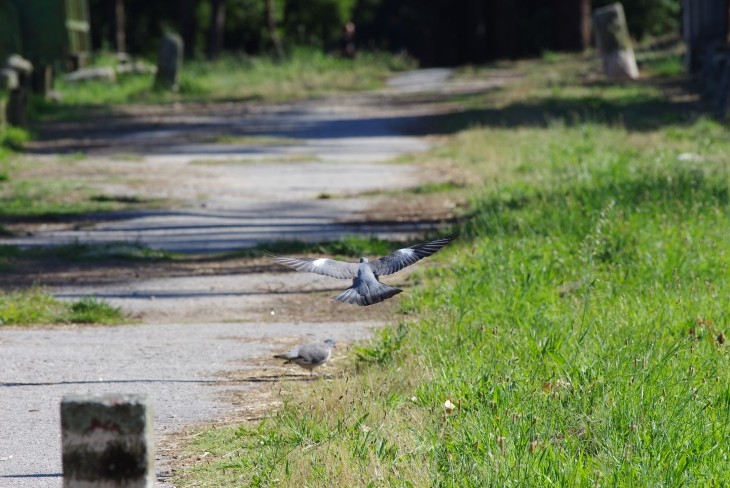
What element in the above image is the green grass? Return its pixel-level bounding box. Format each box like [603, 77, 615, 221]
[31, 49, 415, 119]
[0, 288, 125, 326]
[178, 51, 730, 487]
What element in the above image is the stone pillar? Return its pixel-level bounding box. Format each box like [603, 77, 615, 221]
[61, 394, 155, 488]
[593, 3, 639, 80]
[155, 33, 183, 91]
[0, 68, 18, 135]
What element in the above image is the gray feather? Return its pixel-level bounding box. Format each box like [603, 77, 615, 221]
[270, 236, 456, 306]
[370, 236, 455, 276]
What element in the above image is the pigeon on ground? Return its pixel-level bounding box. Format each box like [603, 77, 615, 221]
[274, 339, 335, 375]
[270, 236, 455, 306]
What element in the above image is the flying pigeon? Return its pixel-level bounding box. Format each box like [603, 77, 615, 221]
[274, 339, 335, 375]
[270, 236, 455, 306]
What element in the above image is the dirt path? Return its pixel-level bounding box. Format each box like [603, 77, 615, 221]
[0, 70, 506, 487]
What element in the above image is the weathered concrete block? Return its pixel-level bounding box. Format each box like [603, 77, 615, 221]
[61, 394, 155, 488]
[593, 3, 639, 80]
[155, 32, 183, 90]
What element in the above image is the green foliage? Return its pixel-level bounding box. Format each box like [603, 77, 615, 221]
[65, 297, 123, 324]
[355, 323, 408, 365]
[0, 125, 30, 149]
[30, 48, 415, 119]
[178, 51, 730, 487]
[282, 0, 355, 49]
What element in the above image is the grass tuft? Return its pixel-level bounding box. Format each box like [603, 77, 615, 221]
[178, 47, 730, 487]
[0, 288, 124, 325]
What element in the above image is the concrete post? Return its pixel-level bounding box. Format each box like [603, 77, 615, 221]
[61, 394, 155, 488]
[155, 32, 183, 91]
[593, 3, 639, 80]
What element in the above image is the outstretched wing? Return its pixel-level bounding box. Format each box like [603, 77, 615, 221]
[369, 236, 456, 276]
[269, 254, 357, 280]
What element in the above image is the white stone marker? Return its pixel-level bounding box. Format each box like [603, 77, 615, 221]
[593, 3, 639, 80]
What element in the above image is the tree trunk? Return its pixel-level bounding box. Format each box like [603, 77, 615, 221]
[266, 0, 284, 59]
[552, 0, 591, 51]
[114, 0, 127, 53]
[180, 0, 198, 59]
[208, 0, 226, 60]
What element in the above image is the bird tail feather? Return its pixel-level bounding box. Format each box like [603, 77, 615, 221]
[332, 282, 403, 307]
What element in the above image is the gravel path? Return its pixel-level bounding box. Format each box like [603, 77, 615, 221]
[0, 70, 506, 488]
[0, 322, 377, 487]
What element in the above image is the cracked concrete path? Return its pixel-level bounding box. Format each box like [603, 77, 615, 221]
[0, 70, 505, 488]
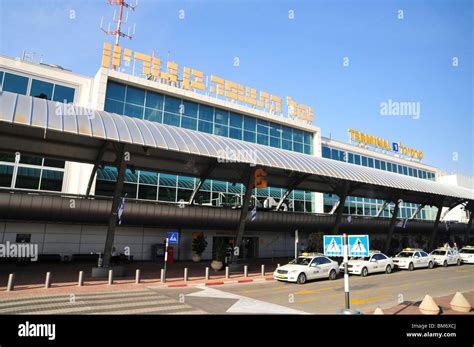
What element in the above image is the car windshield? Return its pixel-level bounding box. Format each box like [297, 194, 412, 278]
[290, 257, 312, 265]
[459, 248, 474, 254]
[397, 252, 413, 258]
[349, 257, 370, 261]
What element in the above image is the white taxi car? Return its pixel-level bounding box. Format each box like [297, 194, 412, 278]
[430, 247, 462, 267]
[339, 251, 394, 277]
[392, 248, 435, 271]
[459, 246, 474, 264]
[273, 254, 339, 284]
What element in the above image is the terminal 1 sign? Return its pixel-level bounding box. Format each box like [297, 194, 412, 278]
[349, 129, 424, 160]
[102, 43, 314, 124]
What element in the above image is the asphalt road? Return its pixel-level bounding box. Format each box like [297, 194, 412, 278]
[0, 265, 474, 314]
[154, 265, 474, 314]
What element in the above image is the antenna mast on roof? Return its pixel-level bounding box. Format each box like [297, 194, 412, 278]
····················
▸ What the task requires
Reproduce all of the entries above verbatim, with the pictures omitted.

▸ Response
What element in the above image is the green grass? Return its pixel-level bounding box. Format each box like [603, 77, 615, 221]
[31, 49, 415, 119]
[0, 288, 125, 326]
[178, 51, 730, 487]
What element in the above image is the stone pillar? Return its pixel-level bounding box. Format each box like [603, 77, 615, 221]
[61, 394, 155, 488]
[593, 3, 639, 80]
[155, 33, 183, 91]
[0, 68, 18, 135]
What element in the above image is the gray feather? Return its pixel-level bounding box. Format each box like [603, 77, 615, 221]
[270, 236, 456, 306]
[370, 236, 455, 276]
What element in the above image is the pigeon on ground? Return its pixel-level bounding box. Format each box like [603, 77, 615, 221]
[274, 339, 335, 375]
[270, 236, 455, 306]
What element in the above image is the flying pigeon? Return its pixel-level bounding box. Format each box like [603, 77, 615, 221]
[274, 339, 335, 375]
[270, 236, 455, 306]
What element in the above image is the dirt path? Return its pixel-level bounding box. Format each box like [603, 77, 615, 221]
[0, 70, 506, 487]
What element in the above image is the weathered concrete block? Return its pixel-level bounding box. Format each box like [603, 77, 615, 221]
[61, 394, 155, 488]
[593, 3, 639, 80]
[155, 32, 183, 90]
What element in the above image is the green foliage? Return its pixel-level bounding box. Format each box like [603, 77, 615, 221]
[65, 297, 123, 324]
[355, 323, 408, 365]
[0, 125, 30, 149]
[30, 48, 415, 119]
[178, 51, 730, 487]
[282, 0, 355, 49]
What element in the above image is the grass tuft? Return its pixel-level bounding box. Format each box like [603, 77, 615, 221]
[178, 47, 730, 487]
[0, 288, 124, 325]
What element in the above image is the concrete post? Return its pixel-level bounding box. Format each box like [603, 77, 615, 221]
[61, 394, 155, 488]
[155, 32, 183, 91]
[593, 3, 639, 80]
What element in the above image is the outstretched wing? Return its pixel-level bounding box. Format each box like [603, 77, 615, 221]
[369, 236, 456, 276]
[269, 254, 357, 280]
What element in the above image is the white stone marker? Return its pixel-level bounding box. Format each box like [603, 77, 615, 221]
[593, 3, 639, 80]
What element in the above image is the tree trunk? Return its pixel-level bounding box. Format each box like [603, 77, 615, 221]
[266, 0, 284, 59]
[552, 0, 591, 51]
[114, 0, 127, 53]
[180, 0, 198, 59]
[208, 0, 226, 60]
What element in the above image is the bird tail feather? Return its pixel-level bounding box. Format each box like [603, 77, 615, 221]
[332, 282, 403, 307]
What element in the above image is the gravel path? Return its pixel-level bounding box. Format each box like [603, 77, 615, 221]
[0, 70, 506, 488]
[0, 322, 377, 487]
What element in the above image is the cracked concrete path? Return its pixel-level bounding box. Format each box like [603, 77, 615, 221]
[0, 70, 505, 488]
What element in the above image is the car windshield? Return its pixel-level bounding box. Format each box like [297, 194, 412, 278]
[290, 257, 312, 265]
[459, 248, 474, 254]
[397, 252, 413, 258]
[349, 257, 370, 261]
What element in the above image is the white taxi car? Return its pixel-level bounding box. Format each box like [297, 194, 412, 278]
[430, 247, 462, 267]
[339, 251, 394, 277]
[392, 248, 435, 271]
[459, 246, 474, 264]
[273, 254, 339, 284]
What element in the above image is the terminal 1 sign? Return its pixel-level bounding box. Format each box like [297, 194, 412, 278]
[349, 129, 424, 160]
[102, 43, 314, 124]
What element in the above image is the asphalt road? Return its pixel-level bounding box. Format each box like [297, 194, 412, 278]
[0, 265, 474, 314]
[154, 265, 474, 314]
What element in the above image is the antenna mast on roof? Return its pixel-level bounding box. Format each box like [297, 194, 412, 278]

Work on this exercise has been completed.